[Items listed in a dataset]
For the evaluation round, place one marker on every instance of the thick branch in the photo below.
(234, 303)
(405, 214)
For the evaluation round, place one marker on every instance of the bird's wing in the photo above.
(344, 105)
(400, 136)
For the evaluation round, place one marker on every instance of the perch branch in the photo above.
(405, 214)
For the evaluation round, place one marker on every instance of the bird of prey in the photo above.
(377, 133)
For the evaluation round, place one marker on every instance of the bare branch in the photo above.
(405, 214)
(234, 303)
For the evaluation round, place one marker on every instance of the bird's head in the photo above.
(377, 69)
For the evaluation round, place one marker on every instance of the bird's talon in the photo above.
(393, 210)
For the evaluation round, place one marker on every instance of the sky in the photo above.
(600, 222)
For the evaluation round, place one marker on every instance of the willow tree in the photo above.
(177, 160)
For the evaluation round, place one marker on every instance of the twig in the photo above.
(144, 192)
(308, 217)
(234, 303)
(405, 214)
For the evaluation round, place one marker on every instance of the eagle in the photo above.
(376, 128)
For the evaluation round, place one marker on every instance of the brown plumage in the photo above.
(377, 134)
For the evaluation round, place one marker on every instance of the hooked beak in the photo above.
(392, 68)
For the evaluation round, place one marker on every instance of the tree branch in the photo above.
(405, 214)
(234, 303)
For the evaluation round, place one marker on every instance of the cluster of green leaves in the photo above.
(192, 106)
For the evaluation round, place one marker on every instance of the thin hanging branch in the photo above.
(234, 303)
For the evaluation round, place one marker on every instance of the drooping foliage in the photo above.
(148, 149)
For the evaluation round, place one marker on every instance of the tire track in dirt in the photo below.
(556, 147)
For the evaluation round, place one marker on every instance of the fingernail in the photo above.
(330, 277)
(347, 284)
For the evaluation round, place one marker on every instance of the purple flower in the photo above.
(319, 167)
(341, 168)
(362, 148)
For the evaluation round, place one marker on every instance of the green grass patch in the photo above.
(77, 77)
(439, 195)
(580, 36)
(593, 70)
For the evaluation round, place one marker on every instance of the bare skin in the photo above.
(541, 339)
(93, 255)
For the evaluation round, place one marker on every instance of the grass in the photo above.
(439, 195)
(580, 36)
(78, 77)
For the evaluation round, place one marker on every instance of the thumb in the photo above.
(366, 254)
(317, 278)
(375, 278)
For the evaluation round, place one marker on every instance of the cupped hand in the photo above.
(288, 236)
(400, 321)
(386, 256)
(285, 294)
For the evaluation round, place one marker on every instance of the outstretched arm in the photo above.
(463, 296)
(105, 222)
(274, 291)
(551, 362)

*Prompt:*
Without leaving anything out, quote all the data.

*Result of this task:*
For the evaluation round, place one marker on every instance of the thick branch in the photo below.
(234, 303)
(405, 214)
For the evaluation round, place one marker on every instance of the bird's wing in the photo above.
(344, 105)
(400, 136)
For the evaluation round, place one marker on every instance of the perch branch in the photo above.
(405, 214)
For the evaluation round, place one marker on every instance of the bird of prey in the photo above.
(377, 133)
For the evaluation round, place one marker on every instance of the bare branch in the photo above.
(405, 214)
(234, 303)
For the evaluation round, place one marker on every instance of the bird's head in the photo above.
(377, 69)
For the evaluation round, place one marker on every instance of the bird's talon in the photo above.
(393, 210)
For the evaluation round, place one marker on every instance of the sky in the photo above.
(600, 222)
For the evaluation round, place one marker on every instance of the willow tree in the photo above.
(177, 160)
For the evaluation round, place one marker on every instance of the twig in the photo above.
(144, 192)
(308, 217)
(234, 303)
(405, 214)
For the evaluation round, place one marker on every instance of the eagle in the photo above.
(376, 128)
For the evaluation round, place one marker on every instance of the brown plumage in the photo above.
(377, 134)
For the evaluation round, place one marker on every instance of the hooked beak in the photo above.
(392, 68)
For the evaluation round, place one marker on every instance of the tree branch in the photo above.
(405, 214)
(234, 303)
For the evaluation round, place one marker on every instance of the cluster of green leaves in the photo above.
(192, 106)
For the evaluation round, place one marker on every instance of the thin hanging branch in the photo above.
(234, 303)
For the evaluation round, place one marker on every instance of the drooping foliage in the photo above.
(148, 149)
For the evaluation round, place one marker on every instance of the tire track in dirt in the photo below.
(556, 147)
For the evaluation round, place one marker on every instance of the fingernail in the photo above.
(330, 277)
(347, 284)
For the evaluation round, place one marker on every instance of the purple flower in the photo above.
(319, 167)
(341, 168)
(362, 148)
For the evaluation round, place one marker on every instance of the green grass patch in the photo above.
(77, 77)
(439, 195)
(580, 36)
(593, 70)
For the evaluation round, place one marker on every instance of the bare skin in the photo above.
(541, 339)
(93, 255)
For the evaluation round, place one marker on every instance of the grass in the photo above.
(439, 195)
(580, 36)
(78, 77)
For the evaluation round, place one marker on every instance of the thumb in the photo above.
(366, 254)
(317, 278)
(375, 278)
For the evaluation round, place one marker on every instance of the cupped hand in the photo above.
(288, 236)
(400, 321)
(386, 256)
(285, 294)
For the evaluation round, place one marker on every instance of the outstretched arm in the photo above.
(463, 296)
(105, 222)
(274, 291)
(551, 362)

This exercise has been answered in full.